Stored data entries:
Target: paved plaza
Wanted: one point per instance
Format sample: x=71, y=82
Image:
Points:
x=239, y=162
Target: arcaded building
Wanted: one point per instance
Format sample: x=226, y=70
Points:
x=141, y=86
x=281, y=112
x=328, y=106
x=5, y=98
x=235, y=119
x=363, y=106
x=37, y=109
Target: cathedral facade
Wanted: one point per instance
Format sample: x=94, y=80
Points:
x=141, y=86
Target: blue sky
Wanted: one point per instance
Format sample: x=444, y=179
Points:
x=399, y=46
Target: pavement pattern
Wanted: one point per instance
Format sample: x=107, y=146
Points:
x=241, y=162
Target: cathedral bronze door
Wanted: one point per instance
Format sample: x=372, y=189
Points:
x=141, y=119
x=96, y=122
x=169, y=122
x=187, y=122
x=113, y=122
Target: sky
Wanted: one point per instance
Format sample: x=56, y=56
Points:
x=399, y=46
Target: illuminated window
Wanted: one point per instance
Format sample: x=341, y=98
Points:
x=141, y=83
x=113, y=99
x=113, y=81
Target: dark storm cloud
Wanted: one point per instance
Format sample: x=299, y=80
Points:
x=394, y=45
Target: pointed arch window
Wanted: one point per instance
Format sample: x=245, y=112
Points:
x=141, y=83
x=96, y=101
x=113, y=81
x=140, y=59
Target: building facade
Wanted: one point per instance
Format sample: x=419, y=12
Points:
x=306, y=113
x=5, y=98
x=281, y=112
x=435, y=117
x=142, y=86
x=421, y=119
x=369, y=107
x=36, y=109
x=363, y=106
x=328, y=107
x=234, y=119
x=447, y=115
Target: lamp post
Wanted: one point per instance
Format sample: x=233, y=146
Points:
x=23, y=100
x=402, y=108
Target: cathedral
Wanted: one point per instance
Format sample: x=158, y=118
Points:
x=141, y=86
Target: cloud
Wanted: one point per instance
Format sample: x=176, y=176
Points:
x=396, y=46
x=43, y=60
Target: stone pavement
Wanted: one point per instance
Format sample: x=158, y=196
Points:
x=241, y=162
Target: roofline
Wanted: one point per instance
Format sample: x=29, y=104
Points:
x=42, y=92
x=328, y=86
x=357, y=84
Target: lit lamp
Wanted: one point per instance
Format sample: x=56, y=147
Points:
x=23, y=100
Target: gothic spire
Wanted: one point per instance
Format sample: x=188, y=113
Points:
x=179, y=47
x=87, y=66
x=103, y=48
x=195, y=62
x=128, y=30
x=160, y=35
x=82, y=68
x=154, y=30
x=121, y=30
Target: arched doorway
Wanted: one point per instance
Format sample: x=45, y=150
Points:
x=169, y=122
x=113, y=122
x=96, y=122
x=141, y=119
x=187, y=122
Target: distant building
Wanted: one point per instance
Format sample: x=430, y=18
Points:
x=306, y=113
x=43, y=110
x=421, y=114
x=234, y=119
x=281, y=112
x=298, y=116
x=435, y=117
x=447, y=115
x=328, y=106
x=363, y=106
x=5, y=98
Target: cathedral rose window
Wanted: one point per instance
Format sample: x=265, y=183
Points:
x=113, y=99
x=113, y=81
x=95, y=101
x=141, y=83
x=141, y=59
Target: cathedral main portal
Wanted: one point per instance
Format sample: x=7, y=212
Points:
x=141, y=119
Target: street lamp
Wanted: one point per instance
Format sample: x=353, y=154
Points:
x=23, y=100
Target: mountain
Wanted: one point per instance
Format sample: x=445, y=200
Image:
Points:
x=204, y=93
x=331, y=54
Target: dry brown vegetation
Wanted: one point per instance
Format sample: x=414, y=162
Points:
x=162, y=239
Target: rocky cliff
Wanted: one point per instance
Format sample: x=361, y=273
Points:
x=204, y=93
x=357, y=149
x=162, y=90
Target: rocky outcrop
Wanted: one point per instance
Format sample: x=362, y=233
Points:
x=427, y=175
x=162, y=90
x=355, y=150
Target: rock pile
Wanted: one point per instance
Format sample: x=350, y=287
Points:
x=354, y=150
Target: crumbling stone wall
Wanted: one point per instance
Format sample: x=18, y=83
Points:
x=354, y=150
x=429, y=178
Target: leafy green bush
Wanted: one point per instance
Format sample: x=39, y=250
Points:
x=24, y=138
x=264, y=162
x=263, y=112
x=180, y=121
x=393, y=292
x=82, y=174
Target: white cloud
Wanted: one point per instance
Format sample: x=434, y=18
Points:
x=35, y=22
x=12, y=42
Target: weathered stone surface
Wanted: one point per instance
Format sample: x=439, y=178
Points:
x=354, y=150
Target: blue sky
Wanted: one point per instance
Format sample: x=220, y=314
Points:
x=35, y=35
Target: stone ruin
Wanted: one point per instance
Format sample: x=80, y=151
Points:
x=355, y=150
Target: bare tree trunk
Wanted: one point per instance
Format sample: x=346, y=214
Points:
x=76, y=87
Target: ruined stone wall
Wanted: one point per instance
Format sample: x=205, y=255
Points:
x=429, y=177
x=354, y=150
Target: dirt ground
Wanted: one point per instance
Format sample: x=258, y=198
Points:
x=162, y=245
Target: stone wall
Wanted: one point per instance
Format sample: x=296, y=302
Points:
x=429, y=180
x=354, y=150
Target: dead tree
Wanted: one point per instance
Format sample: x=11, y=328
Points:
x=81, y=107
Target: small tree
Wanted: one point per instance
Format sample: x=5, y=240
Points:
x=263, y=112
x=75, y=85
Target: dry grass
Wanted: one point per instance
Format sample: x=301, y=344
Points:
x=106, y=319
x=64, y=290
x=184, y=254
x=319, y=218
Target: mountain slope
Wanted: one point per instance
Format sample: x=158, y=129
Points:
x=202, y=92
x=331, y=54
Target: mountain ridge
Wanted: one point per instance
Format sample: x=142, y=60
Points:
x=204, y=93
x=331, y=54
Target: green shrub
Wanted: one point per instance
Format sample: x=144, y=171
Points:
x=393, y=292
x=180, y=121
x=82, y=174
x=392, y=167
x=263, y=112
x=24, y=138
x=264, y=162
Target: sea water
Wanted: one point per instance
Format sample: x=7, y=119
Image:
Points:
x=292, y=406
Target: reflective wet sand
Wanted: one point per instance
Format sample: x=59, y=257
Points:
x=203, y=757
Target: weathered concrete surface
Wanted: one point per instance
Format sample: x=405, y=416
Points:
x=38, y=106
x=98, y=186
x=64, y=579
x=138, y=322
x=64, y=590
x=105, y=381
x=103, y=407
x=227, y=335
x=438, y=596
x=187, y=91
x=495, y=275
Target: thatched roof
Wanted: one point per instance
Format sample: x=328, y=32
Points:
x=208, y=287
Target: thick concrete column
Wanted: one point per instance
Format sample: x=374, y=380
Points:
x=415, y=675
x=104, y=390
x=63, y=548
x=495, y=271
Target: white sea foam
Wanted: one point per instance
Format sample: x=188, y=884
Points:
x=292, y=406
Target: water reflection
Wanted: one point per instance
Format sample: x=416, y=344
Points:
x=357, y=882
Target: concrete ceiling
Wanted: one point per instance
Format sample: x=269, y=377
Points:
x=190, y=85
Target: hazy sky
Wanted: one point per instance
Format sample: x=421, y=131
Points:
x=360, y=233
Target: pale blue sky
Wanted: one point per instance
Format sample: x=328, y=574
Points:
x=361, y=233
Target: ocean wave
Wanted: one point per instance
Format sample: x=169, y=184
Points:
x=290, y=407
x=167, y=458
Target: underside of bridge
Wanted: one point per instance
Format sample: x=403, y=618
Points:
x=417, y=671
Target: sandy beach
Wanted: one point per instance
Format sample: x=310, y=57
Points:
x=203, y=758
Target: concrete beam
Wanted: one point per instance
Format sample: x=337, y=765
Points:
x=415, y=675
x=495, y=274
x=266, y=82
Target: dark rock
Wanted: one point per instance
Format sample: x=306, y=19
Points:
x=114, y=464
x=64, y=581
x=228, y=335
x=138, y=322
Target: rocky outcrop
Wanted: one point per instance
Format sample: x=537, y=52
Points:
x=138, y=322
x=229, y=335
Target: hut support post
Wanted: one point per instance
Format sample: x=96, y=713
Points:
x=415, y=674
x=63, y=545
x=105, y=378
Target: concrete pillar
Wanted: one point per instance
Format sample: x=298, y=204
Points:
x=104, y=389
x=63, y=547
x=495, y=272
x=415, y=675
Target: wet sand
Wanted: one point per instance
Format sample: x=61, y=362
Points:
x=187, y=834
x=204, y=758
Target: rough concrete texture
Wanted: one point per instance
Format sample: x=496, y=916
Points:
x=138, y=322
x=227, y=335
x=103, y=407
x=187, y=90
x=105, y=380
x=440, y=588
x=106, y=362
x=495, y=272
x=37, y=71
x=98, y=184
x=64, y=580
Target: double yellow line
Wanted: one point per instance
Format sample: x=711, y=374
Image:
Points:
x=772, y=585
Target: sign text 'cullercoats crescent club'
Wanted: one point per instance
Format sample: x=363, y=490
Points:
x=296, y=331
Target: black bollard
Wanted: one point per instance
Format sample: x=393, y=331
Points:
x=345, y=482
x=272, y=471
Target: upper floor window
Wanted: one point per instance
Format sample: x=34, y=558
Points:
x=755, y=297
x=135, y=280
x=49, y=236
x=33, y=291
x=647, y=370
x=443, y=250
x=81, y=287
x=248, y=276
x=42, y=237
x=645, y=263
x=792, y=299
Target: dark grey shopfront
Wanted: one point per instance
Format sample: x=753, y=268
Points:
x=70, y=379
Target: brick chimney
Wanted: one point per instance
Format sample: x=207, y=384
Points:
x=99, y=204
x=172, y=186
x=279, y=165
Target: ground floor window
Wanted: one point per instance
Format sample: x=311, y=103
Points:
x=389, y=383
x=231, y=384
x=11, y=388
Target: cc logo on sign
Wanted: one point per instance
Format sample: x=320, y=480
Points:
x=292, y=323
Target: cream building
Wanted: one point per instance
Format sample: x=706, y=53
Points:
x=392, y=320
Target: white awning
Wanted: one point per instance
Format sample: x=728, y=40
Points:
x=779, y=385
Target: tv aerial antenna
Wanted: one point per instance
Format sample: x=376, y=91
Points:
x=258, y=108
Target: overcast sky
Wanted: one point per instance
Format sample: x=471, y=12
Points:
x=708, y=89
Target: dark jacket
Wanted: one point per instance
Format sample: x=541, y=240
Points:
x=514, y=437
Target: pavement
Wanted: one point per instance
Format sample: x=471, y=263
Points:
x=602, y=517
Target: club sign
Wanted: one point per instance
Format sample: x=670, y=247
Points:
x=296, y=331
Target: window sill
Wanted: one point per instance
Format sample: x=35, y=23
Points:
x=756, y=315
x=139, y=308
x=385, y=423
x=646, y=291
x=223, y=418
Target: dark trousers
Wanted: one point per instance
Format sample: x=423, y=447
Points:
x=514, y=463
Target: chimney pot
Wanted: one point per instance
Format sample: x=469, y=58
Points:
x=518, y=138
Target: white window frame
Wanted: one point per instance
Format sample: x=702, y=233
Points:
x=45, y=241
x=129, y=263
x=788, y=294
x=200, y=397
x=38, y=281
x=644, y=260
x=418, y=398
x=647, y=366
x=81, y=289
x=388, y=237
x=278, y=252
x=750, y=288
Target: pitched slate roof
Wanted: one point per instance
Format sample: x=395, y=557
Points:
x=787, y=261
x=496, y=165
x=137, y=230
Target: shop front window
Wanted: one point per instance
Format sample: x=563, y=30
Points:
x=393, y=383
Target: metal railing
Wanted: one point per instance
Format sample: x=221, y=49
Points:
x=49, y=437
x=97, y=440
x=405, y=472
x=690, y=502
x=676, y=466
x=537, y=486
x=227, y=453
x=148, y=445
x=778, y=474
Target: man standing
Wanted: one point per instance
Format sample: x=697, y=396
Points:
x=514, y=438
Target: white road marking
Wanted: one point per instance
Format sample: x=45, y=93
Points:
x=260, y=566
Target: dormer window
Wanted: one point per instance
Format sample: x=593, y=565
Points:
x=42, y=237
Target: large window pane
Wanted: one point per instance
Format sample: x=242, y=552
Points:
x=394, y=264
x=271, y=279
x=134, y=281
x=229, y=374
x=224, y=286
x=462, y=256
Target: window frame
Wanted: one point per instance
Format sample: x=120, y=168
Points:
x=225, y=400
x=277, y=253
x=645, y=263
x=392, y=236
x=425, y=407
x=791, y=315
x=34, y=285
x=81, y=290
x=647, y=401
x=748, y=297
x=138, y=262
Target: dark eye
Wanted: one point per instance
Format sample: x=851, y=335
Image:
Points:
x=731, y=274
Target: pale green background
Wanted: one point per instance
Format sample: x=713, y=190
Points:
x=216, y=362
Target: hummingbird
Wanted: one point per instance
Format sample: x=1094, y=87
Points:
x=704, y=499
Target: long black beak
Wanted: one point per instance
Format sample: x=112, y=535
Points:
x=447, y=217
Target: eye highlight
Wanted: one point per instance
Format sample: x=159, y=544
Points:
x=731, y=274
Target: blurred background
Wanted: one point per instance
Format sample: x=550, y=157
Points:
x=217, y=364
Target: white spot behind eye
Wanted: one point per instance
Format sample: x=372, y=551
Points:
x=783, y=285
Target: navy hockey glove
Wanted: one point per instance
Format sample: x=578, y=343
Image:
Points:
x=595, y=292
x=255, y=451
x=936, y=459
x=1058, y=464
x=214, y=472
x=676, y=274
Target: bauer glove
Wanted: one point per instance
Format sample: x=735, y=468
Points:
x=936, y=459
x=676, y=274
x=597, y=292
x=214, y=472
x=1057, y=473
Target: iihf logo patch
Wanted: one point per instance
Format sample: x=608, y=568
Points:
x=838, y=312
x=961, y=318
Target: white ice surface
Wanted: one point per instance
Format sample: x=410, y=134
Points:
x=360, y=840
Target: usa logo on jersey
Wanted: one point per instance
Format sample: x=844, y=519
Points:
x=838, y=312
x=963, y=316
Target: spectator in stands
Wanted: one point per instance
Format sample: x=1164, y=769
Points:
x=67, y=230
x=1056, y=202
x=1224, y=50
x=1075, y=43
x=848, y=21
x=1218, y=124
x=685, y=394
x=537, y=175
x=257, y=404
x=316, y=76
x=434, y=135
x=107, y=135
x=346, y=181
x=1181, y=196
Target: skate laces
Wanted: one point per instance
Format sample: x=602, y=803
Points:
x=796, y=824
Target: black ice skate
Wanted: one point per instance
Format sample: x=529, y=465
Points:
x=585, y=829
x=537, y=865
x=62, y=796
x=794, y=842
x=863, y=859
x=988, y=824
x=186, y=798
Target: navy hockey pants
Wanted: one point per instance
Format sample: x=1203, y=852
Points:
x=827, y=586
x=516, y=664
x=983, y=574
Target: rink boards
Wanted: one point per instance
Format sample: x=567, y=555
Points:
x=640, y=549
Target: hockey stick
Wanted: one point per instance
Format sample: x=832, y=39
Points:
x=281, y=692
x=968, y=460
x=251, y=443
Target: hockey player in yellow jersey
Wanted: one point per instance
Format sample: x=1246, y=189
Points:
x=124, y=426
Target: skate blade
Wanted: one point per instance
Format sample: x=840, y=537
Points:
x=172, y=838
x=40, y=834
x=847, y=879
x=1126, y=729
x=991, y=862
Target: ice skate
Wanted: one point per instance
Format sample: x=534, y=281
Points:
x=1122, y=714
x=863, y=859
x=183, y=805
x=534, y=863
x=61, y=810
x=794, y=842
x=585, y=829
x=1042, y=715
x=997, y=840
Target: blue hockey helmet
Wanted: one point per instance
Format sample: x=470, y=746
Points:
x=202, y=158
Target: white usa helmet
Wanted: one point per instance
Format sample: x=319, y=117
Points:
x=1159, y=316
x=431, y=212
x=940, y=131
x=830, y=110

(What you are asked to do)
Search the entries above for the string "lamp". Copy each line that holds it.

(Response area)
Target: lamp post
Target: lit lamp
Target: street lamp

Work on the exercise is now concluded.